Data supplied:
>> start

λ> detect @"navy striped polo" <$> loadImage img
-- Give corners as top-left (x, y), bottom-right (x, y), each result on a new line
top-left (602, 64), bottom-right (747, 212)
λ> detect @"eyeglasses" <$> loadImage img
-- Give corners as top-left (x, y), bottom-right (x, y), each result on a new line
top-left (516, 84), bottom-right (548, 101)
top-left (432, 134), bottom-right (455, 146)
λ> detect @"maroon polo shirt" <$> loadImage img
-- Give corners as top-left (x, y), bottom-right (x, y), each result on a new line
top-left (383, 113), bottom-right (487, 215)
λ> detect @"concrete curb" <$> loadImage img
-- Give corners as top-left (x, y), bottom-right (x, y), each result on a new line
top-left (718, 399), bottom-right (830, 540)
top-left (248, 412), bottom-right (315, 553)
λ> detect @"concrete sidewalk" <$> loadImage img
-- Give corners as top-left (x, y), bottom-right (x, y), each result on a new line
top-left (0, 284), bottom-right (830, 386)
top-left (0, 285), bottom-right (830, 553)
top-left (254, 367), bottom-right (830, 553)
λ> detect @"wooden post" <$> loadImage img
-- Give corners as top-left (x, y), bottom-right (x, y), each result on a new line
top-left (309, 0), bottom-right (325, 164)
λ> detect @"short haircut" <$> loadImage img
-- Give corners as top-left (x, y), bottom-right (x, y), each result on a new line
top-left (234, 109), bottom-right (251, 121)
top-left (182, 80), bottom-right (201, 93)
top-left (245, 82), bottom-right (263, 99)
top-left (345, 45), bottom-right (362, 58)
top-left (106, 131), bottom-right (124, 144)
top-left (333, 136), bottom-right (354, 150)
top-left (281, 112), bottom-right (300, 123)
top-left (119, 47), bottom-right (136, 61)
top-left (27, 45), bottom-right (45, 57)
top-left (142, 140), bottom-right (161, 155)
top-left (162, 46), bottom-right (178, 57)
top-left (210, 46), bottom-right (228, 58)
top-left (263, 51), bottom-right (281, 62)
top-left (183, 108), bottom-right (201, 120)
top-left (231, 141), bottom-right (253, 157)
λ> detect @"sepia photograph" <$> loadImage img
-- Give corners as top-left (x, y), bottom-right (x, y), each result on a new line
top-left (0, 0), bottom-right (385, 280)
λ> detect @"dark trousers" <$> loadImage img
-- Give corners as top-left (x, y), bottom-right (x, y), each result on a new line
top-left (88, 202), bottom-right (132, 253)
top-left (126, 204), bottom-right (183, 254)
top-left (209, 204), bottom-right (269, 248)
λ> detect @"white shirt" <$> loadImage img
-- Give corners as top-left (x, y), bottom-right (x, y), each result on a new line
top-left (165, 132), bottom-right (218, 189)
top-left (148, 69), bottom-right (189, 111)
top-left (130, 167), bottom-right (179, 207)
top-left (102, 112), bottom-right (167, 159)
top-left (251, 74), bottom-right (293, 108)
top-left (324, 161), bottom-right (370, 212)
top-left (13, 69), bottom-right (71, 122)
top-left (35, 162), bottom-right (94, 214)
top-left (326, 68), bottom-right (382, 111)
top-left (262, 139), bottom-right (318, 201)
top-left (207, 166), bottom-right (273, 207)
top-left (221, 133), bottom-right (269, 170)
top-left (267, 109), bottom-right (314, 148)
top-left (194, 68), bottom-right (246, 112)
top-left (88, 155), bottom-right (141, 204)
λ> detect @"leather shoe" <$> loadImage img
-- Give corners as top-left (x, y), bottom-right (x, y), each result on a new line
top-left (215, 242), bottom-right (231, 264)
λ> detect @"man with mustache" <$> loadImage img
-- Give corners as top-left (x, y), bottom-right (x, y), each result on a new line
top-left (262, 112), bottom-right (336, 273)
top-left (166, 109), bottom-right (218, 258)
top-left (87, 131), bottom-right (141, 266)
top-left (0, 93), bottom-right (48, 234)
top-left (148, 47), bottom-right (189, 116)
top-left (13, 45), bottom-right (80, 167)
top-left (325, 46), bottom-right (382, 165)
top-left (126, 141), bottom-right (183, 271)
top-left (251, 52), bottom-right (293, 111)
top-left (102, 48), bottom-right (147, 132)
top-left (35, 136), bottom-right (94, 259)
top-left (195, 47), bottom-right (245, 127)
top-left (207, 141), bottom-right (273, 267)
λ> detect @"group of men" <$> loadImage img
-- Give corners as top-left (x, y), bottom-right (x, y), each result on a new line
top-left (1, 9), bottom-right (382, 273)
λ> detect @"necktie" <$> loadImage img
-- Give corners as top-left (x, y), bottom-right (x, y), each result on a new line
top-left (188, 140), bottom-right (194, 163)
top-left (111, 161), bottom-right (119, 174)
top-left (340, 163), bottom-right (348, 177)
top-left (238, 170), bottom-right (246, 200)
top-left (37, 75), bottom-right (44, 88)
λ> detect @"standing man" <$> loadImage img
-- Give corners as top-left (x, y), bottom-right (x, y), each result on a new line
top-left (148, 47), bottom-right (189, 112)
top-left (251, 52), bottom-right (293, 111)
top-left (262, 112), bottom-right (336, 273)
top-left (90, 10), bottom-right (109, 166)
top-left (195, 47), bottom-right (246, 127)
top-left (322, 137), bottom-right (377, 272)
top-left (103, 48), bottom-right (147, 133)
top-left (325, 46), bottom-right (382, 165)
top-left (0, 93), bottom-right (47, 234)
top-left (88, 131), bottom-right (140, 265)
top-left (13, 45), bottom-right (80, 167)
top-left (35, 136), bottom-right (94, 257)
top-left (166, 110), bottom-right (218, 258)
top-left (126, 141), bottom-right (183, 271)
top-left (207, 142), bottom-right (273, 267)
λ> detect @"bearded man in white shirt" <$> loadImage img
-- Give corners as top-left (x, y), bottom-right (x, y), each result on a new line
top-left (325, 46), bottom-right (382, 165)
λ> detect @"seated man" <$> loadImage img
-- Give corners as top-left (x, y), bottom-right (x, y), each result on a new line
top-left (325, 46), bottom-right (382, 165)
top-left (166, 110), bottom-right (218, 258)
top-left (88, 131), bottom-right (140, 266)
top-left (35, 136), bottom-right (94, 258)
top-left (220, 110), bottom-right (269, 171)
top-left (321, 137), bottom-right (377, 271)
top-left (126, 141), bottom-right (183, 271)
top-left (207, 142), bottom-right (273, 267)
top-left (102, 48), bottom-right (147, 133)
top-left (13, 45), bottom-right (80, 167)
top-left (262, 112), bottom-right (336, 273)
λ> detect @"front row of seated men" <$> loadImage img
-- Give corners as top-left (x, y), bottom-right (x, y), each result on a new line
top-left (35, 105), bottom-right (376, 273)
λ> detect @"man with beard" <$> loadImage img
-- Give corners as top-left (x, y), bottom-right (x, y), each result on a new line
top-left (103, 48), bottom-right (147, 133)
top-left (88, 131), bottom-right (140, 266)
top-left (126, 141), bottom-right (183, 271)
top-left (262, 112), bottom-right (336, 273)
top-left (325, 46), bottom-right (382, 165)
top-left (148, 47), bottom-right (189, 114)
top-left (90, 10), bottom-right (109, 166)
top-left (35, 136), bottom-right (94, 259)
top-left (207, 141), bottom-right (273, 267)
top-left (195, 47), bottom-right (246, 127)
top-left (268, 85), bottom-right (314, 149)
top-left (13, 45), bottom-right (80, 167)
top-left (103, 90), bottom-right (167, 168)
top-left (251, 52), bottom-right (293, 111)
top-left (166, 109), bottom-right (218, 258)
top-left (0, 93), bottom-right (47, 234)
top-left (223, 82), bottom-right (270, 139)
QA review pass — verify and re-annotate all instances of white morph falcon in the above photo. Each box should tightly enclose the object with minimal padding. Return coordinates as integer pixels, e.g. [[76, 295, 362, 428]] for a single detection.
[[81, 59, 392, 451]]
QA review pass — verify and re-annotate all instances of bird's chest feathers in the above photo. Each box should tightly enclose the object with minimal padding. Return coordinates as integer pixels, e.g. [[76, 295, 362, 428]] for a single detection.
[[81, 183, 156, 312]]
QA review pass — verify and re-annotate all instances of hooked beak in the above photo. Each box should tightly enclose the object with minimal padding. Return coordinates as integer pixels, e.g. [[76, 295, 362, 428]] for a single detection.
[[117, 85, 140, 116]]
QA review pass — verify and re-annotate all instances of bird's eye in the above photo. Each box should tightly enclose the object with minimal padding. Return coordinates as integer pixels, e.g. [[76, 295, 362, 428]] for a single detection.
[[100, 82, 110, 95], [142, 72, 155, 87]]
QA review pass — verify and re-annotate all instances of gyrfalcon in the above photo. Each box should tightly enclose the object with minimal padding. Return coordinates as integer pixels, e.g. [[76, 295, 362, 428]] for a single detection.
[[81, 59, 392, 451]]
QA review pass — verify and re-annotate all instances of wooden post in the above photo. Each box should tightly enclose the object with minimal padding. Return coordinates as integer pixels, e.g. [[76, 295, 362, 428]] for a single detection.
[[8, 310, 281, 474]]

>> end

Reproduce the entries above, from the first line up to and including the line with "top-left (248, 412), bottom-right (315, 553)", keeping the requests unchanged and adding 76 to every coordinate in the answers.

λ> detect @"navy striped polo" <$> loadImage img
-- Give corners as top-left (x, y), bottom-right (x, y), each result on a new line
top-left (678, 140), bottom-right (823, 288)
λ> detect @"eyeglasses" <$> loadImage img
-- Give corners as top-left (x, y), bottom-right (x, y), each result on a new line
top-left (592, 160), bottom-right (624, 177)
top-left (508, 210), bottom-right (531, 222)
λ> detect @"maroon polo shirt" <$> loadImage img
-- Give corners as top-left (x, y), bottom-right (x, y), each result on a new line
top-left (459, 189), bottom-right (563, 291)
λ> detect @"concrete curb" <$> loadImage img
-- Give corners as top-left (x, y), bottom-right (x, y), each result on a new line
top-left (794, 475), bottom-right (906, 616)
top-left (324, 488), bottom-right (391, 629)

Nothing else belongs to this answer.